[Segmentation data]
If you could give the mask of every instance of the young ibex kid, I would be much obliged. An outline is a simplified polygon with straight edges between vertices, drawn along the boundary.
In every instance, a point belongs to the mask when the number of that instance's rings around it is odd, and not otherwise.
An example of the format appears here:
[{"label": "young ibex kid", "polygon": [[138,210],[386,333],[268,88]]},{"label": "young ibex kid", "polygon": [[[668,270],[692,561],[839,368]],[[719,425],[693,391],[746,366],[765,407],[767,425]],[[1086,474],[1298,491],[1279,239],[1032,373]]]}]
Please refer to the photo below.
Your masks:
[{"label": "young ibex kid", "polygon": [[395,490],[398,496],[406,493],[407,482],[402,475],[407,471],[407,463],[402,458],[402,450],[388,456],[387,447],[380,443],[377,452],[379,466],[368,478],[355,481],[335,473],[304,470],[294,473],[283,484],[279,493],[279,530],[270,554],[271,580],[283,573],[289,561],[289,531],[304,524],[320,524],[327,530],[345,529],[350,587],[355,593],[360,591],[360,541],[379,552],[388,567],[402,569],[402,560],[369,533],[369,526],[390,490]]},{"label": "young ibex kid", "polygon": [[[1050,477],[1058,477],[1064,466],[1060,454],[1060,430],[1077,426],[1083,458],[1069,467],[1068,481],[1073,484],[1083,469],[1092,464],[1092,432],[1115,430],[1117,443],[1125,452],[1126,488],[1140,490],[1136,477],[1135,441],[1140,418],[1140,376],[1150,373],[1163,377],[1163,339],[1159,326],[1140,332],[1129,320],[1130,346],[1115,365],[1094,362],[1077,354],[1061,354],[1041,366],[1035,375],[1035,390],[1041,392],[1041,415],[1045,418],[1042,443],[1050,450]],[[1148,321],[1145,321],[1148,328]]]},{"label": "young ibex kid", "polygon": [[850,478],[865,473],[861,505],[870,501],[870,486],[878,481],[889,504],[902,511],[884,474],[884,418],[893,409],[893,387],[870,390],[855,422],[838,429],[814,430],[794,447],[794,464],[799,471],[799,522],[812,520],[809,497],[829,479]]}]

* Short task
Pick out each line in the segmentation data above that contains the string "every", and copy those lines in full. Case counts.

* Exercise result
If you could give the mask of every instance of the young ibex kid, I would be much obliged. An outline is a simplified polygon with straight edges between vertices, drawn along the boundary.
In every instance, a point belongs to the mask when the number of that instance's rings around it is odd, and not otherwise.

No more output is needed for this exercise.